### What you need to do
Rewrite the rows from the very first one through the one containing "<point>306,561</point>", putting "tree stem" in place of "tree trunk" and keeping everything else the same. Leave the pictures out.

::: Supplied material :::

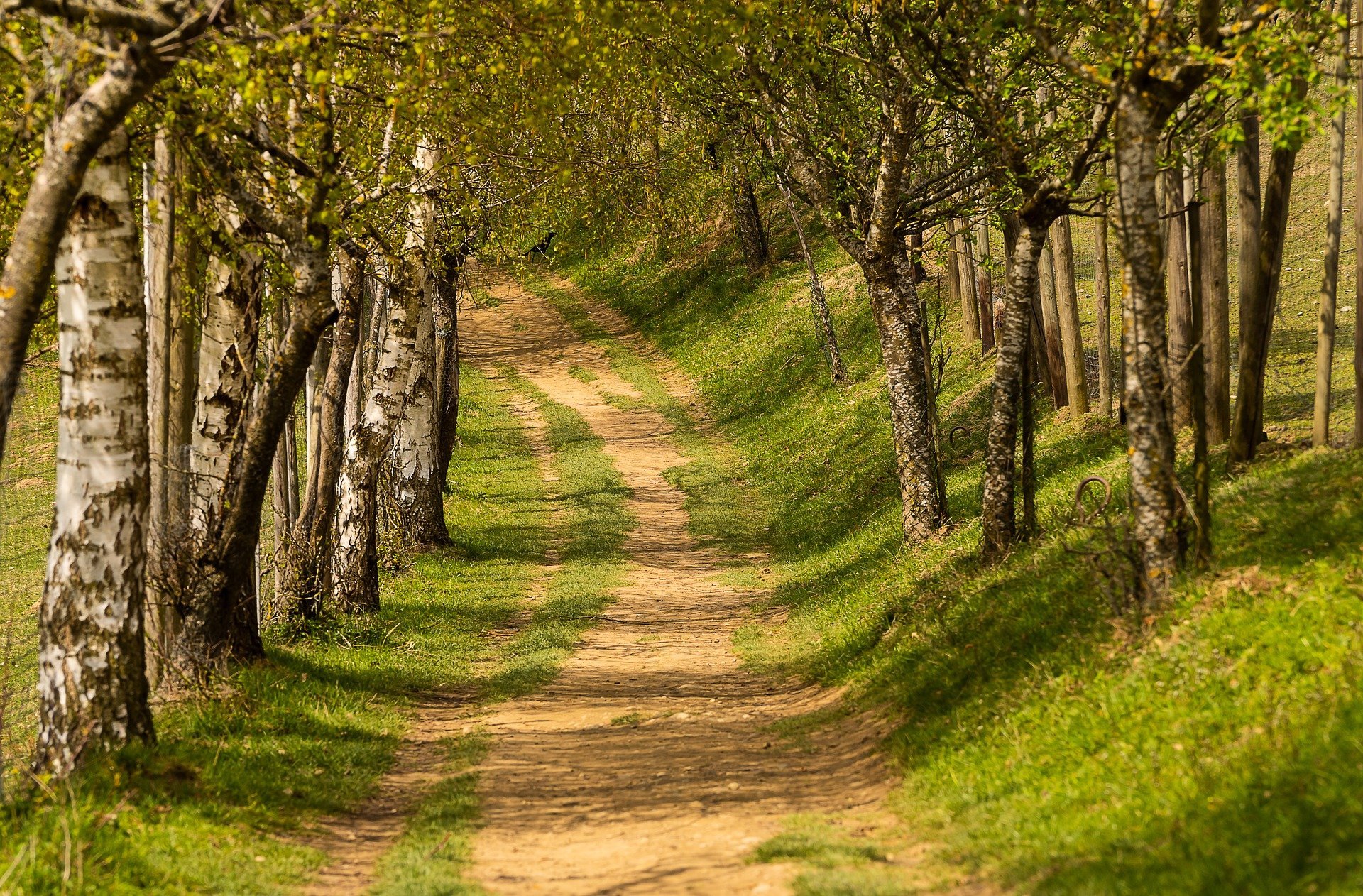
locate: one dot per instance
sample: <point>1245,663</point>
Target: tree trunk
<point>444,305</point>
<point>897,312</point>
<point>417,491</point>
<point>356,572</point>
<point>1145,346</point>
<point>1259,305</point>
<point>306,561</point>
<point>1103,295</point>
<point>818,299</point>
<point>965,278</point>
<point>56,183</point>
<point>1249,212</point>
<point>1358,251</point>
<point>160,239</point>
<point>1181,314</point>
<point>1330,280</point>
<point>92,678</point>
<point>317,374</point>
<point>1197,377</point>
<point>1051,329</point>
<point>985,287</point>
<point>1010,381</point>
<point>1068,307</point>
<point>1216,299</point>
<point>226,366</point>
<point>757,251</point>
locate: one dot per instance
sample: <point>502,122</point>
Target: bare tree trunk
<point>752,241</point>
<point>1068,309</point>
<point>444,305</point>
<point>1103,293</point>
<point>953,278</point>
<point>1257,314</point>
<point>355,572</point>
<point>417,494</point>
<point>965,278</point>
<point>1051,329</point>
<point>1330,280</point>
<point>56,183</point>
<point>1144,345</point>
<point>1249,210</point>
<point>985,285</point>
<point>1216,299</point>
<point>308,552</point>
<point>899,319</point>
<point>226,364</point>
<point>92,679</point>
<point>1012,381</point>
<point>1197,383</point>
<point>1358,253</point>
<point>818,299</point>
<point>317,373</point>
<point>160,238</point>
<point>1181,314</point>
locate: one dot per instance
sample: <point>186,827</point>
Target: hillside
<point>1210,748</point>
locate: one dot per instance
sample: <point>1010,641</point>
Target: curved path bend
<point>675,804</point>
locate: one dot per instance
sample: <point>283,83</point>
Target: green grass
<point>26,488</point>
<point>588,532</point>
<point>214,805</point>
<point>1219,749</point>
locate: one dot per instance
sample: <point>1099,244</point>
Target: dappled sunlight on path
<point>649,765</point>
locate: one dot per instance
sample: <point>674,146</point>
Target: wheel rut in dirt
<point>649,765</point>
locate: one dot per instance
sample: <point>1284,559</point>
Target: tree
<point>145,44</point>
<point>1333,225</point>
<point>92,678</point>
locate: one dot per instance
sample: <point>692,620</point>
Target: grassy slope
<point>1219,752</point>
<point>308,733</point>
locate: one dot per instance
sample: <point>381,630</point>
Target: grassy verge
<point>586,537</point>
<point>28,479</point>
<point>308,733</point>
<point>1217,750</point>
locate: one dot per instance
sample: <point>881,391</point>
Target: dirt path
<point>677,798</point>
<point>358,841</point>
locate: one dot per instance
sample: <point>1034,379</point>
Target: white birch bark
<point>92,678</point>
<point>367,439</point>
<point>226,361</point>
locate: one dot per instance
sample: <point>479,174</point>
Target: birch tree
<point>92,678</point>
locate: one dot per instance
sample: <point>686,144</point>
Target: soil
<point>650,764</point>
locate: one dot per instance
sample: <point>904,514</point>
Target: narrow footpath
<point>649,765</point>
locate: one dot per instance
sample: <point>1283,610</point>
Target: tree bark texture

:::

### Complete output
locate: one dot per instance
sample: <point>1245,663</point>
Target: tree stem
<point>444,305</point>
<point>897,312</point>
<point>417,491</point>
<point>356,572</point>
<point>1145,346</point>
<point>1259,305</point>
<point>306,561</point>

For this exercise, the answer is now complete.